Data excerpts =
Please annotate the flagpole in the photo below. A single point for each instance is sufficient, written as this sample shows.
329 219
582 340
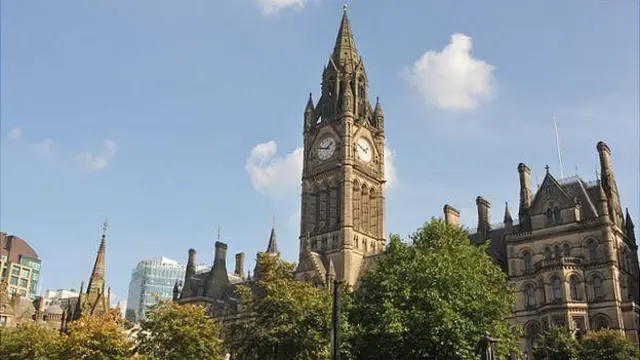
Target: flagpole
555 126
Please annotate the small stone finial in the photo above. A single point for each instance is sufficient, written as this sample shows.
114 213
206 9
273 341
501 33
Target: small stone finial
104 227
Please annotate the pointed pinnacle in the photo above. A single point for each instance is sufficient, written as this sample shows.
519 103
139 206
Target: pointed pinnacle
378 112
332 269
507 213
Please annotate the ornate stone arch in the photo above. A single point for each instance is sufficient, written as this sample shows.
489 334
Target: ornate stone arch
532 331
591 245
600 321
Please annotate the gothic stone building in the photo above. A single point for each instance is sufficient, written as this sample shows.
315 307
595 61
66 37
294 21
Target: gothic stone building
571 257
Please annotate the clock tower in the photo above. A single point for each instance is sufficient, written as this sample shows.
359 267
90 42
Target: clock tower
342 223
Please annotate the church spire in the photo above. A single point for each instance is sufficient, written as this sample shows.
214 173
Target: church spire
96 282
345 52
272 248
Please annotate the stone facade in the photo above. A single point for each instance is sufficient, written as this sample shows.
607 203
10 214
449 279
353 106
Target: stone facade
572 257
342 216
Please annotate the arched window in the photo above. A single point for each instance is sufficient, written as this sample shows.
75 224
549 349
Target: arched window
547 253
356 205
543 296
597 288
600 322
557 289
530 293
531 332
573 288
549 215
365 220
526 257
593 250
557 218
567 250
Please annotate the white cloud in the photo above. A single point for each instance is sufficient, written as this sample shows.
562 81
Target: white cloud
272 174
390 171
270 7
15 134
99 162
452 79
45 147
278 175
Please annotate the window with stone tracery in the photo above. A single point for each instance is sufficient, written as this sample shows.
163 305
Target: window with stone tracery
322 213
374 212
365 209
356 205
333 207
312 213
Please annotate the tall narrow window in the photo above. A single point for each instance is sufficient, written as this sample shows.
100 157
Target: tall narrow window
527 261
543 296
322 214
597 288
549 216
365 209
567 250
557 289
333 207
374 213
313 199
531 295
573 288
356 205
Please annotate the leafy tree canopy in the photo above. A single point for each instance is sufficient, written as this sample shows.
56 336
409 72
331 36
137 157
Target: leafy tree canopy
179 332
287 319
30 341
98 337
431 299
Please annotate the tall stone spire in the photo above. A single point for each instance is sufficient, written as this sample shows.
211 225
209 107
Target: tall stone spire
96 282
272 248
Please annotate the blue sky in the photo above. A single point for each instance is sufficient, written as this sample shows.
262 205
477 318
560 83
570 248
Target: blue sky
150 113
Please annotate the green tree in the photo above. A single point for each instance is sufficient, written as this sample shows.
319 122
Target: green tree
179 332
556 344
431 299
98 337
287 319
30 342
607 345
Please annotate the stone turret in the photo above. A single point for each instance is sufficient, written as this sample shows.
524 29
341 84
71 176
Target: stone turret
218 278
484 217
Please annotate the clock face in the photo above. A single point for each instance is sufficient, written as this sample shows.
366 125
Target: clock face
326 148
363 149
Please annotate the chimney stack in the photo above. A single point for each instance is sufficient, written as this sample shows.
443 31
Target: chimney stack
239 270
484 220
451 215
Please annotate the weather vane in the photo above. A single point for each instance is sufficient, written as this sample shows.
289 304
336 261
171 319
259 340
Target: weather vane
104 226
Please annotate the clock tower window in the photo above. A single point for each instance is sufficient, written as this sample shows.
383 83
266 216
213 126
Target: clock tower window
365 209
356 205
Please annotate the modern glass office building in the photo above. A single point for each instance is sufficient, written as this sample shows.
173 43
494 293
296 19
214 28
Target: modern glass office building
154 276
19 266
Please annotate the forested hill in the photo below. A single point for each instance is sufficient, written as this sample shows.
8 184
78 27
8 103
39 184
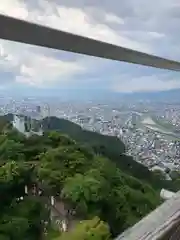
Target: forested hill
110 147
94 190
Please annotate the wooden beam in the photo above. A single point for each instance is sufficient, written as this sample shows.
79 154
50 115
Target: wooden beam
25 32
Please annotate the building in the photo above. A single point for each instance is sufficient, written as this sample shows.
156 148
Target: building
27 125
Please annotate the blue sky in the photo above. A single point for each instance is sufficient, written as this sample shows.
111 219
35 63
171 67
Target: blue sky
149 26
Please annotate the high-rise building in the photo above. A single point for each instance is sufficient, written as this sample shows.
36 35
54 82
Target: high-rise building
38 109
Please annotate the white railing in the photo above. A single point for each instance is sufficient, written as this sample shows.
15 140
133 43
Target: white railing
162 224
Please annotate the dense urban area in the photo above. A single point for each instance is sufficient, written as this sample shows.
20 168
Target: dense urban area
150 132
98 179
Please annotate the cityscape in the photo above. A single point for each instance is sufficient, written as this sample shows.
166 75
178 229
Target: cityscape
150 131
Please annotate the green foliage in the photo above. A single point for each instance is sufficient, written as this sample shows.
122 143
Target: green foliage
82 175
94 229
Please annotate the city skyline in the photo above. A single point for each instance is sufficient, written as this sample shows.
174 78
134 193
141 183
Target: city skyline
26 69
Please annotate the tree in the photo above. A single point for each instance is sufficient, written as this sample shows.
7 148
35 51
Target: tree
94 229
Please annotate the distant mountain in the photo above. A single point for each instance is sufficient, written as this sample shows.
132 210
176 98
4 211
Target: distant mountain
108 146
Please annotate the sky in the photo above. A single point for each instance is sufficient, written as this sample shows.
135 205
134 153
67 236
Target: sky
148 26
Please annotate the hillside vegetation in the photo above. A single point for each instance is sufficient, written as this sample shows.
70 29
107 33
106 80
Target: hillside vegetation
106 199
110 147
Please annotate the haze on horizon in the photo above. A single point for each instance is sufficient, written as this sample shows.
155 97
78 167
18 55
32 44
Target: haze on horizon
144 26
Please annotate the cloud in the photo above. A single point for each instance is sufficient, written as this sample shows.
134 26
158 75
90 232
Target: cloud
151 27
152 83
111 18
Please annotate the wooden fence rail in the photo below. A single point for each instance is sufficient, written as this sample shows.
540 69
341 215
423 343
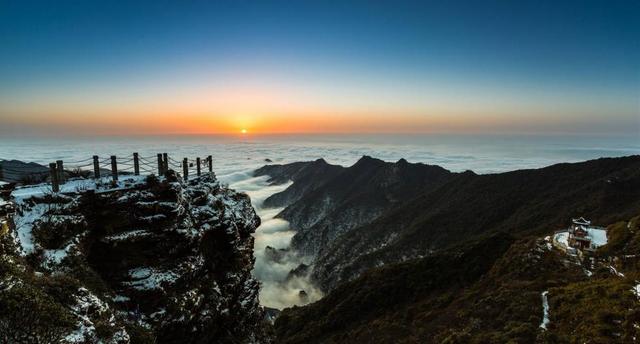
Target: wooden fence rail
136 165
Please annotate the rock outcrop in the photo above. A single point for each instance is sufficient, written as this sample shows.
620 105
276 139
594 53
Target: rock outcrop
155 260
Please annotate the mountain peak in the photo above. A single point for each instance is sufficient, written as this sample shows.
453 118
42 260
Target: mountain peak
367 160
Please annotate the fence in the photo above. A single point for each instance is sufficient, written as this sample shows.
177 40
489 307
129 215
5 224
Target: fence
112 166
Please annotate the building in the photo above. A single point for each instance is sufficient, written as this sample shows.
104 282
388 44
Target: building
584 237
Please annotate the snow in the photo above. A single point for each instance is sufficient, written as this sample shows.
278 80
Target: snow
24 222
148 279
636 290
78 185
598 236
615 272
86 303
545 310
128 235
562 238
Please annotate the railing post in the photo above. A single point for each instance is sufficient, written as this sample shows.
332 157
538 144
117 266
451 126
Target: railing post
165 166
114 168
54 177
185 169
60 169
96 167
136 164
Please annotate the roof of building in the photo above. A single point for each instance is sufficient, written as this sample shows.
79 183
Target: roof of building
581 221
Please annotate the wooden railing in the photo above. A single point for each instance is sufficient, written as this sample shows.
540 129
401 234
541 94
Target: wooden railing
114 166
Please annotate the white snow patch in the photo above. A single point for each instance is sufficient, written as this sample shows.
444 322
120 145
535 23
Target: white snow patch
128 235
598 236
545 310
148 279
636 289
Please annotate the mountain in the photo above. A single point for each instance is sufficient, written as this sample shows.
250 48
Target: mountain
352 197
493 289
521 202
306 177
141 261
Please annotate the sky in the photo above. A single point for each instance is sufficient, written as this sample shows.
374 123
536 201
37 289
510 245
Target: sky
205 67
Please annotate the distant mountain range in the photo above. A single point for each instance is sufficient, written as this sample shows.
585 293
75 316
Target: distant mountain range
412 253
375 213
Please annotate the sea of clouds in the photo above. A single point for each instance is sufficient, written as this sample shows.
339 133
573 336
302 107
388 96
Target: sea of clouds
235 159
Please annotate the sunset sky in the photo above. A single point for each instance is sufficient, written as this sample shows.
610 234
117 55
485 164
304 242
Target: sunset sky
196 67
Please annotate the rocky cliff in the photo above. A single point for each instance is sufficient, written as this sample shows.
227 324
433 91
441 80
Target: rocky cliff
142 261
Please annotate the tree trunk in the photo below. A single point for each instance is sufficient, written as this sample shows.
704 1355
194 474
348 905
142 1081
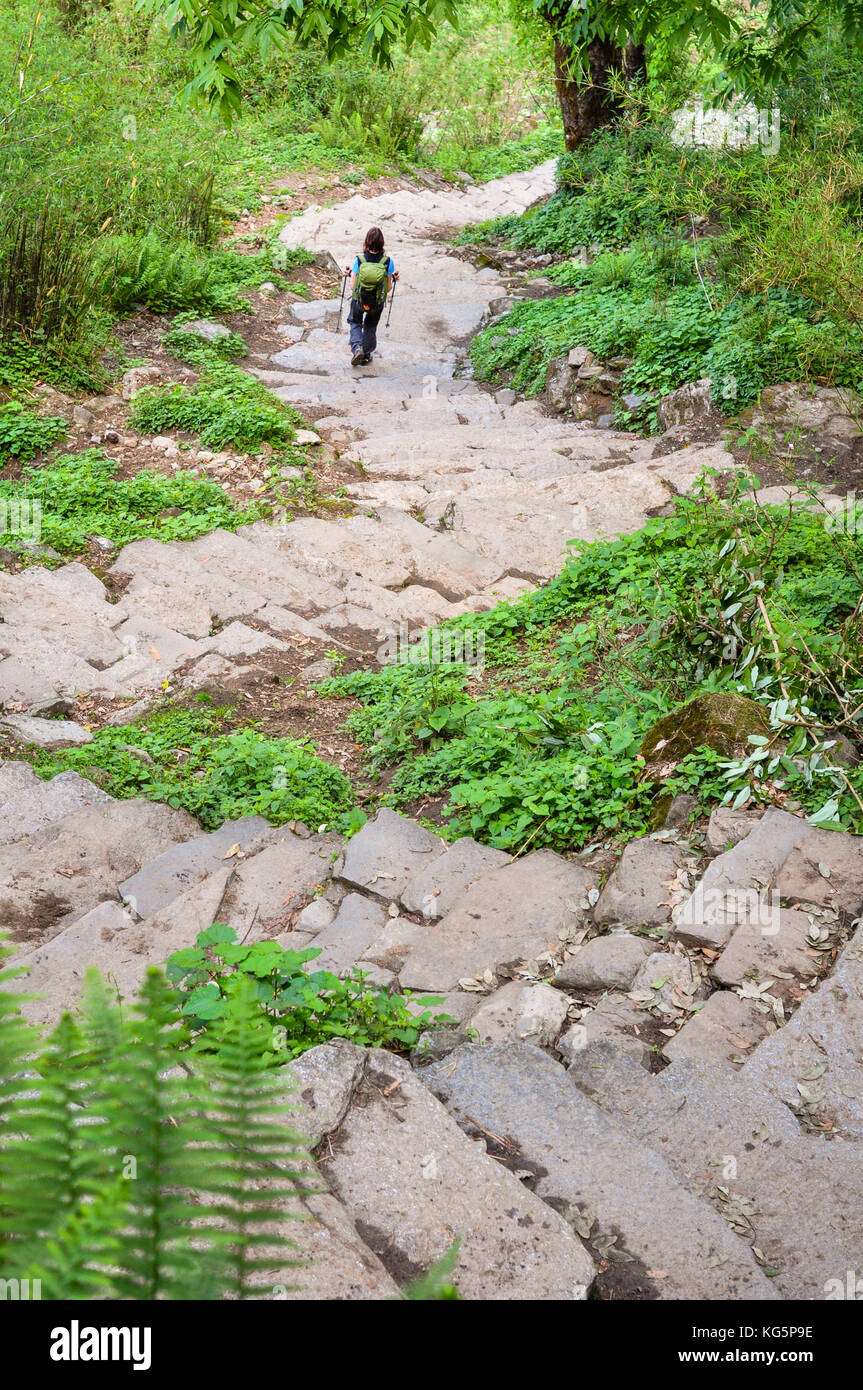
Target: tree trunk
587 104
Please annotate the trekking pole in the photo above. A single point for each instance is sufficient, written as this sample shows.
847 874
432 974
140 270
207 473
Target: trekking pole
342 298
391 299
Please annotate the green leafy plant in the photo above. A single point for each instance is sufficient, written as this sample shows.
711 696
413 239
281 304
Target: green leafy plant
125 1176
296 1008
224 406
25 434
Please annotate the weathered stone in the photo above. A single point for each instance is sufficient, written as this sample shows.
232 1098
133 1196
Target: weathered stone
685 403
136 378
31 804
721 722
327 1077
727 827
353 929
582 1161
267 888
388 852
316 916
413 1182
438 886
824 868
815 1062
506 916
735 886
728 1140
54 876
521 1012
121 948
605 963
46 733
673 979
769 951
724 1027
638 890
156 886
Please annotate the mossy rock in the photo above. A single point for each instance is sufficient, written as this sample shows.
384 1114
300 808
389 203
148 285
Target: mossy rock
719 722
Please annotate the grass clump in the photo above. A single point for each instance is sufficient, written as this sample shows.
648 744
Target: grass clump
223 407
196 763
79 496
24 434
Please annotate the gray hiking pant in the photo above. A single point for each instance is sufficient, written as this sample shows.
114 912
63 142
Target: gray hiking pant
363 328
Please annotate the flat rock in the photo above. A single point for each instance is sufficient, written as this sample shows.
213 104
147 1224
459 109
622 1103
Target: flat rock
759 952
34 804
824 868
605 963
815 1062
737 1146
154 886
735 884
66 869
637 893
121 948
510 915
582 1159
413 1183
437 887
724 1027
521 1012
327 1077
727 827
387 852
267 888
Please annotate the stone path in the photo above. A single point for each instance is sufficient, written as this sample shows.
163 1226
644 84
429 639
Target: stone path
652 1084
466 498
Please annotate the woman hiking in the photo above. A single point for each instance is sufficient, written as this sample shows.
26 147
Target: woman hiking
373 274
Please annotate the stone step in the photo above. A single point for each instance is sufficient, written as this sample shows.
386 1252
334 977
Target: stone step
792 1196
659 1240
412 1183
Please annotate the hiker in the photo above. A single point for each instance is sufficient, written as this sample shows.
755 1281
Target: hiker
373 274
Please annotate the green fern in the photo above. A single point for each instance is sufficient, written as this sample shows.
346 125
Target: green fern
132 1168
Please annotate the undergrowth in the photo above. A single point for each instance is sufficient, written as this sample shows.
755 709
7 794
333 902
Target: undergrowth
192 761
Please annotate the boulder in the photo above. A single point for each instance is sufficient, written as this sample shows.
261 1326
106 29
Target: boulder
638 888
721 722
685 403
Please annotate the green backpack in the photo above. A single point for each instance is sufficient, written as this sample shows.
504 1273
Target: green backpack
370 287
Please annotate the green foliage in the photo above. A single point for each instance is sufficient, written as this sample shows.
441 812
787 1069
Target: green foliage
649 305
628 631
125 1176
79 496
225 406
295 1008
25 434
216 776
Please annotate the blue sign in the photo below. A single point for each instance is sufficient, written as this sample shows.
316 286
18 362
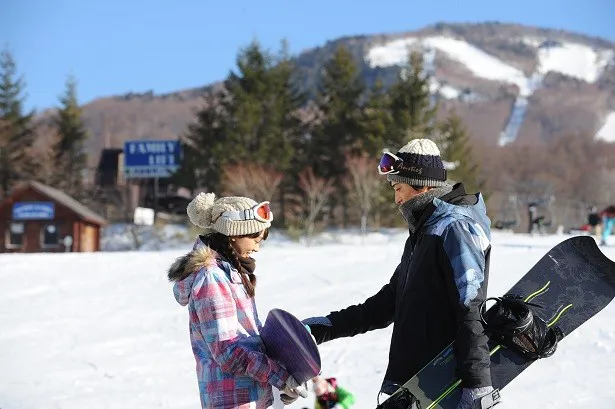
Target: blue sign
148 159
33 211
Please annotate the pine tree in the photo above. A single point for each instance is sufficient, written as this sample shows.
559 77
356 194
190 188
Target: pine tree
16 133
203 147
70 156
246 102
339 99
377 121
411 108
456 149
340 129
286 130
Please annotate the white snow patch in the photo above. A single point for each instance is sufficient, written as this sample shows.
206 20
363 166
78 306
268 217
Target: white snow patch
607 132
102 330
481 64
574 60
392 53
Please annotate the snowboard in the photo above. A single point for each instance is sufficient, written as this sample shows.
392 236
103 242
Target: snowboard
572 283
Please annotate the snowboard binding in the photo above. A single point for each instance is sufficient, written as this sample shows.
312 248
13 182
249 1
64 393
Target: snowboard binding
512 323
402 399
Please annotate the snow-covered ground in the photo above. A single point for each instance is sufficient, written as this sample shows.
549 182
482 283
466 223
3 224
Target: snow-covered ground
571 59
102 330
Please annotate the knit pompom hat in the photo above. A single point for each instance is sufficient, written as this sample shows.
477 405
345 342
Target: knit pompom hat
421 154
206 212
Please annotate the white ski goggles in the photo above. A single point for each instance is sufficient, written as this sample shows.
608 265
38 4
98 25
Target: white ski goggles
261 212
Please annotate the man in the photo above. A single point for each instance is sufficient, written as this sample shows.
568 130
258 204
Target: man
608 223
436 291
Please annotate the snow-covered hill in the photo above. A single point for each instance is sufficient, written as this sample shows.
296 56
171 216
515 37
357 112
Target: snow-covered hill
574 60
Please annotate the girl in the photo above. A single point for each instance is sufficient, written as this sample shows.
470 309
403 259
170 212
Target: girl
216 281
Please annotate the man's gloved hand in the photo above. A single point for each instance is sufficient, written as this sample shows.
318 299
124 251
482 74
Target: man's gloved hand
292 390
320 328
478 398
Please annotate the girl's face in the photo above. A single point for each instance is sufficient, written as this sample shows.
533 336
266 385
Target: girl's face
246 245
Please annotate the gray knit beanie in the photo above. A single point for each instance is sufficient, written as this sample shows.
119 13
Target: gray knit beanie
421 157
206 212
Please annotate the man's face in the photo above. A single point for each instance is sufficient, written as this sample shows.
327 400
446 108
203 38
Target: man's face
404 192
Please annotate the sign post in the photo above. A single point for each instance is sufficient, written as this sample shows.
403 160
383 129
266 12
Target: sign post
151 159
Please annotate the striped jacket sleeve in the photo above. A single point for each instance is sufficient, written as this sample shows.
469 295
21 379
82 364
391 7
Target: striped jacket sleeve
467 247
218 316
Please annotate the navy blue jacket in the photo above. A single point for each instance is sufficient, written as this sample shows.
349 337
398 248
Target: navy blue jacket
434 295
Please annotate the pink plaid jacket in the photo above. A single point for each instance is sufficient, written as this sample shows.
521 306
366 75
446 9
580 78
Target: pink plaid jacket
232 369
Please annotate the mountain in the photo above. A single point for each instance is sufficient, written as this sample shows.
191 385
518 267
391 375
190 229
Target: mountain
510 83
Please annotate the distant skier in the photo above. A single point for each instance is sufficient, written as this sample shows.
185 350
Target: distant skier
434 295
216 281
329 395
608 223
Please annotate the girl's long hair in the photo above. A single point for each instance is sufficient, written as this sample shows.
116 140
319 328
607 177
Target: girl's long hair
221 244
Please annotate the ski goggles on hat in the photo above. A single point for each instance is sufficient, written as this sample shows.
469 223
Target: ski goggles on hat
391 164
261 212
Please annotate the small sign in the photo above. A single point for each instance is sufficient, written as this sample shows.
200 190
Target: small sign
151 158
144 216
33 211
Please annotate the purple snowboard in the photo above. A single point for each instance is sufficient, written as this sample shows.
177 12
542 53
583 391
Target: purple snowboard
288 342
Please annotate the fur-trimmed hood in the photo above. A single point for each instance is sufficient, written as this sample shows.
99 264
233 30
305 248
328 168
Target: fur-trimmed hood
184 270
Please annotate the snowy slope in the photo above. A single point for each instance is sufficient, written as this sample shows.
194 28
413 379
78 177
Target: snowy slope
480 63
571 59
103 330
574 60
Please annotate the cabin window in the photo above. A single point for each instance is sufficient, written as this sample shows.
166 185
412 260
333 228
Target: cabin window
50 236
15 235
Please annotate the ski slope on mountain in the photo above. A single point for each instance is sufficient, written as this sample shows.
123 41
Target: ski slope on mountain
103 330
571 59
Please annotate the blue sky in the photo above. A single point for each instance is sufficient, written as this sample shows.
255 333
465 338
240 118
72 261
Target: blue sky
113 47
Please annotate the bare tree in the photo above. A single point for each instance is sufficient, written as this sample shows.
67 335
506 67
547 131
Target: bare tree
362 183
316 191
251 181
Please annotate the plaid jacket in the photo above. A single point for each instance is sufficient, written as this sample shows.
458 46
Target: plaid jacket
232 369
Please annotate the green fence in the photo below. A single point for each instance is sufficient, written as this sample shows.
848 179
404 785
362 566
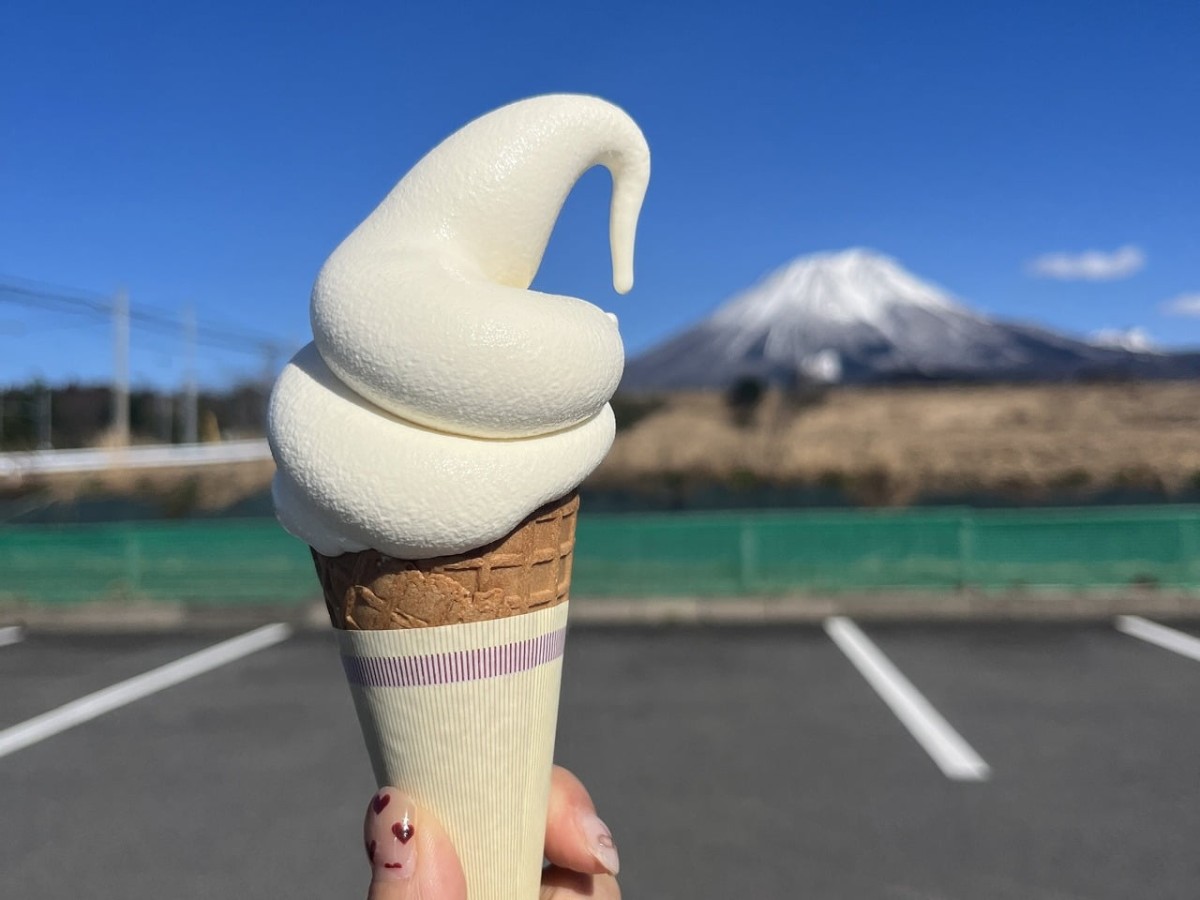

Work to be completed =
Copy every line of the entries in which "below" can be found.

Exercise result =
Please annotate the flagpole in the photo below. A single point for each instance is sufficient, written as this sample shows.
Please annotate the forested hill in the photo below. A single point for each instance is sufficient, written as this sample shows.
Please annotate the wooden fence rail in the photo below. A single point for each instance is sufficient, written as this sample shows.
Please annotate the tree trunk in the photo below. A single point for each instance is sufficient, written as this sample shows.
Please annotate the blue sign in the photo below. A single point for each instance is sufficient, written as this sample shows.
Please annotate the green fence in the photo below. A single point for each instance is sufficient, written as this sample shows.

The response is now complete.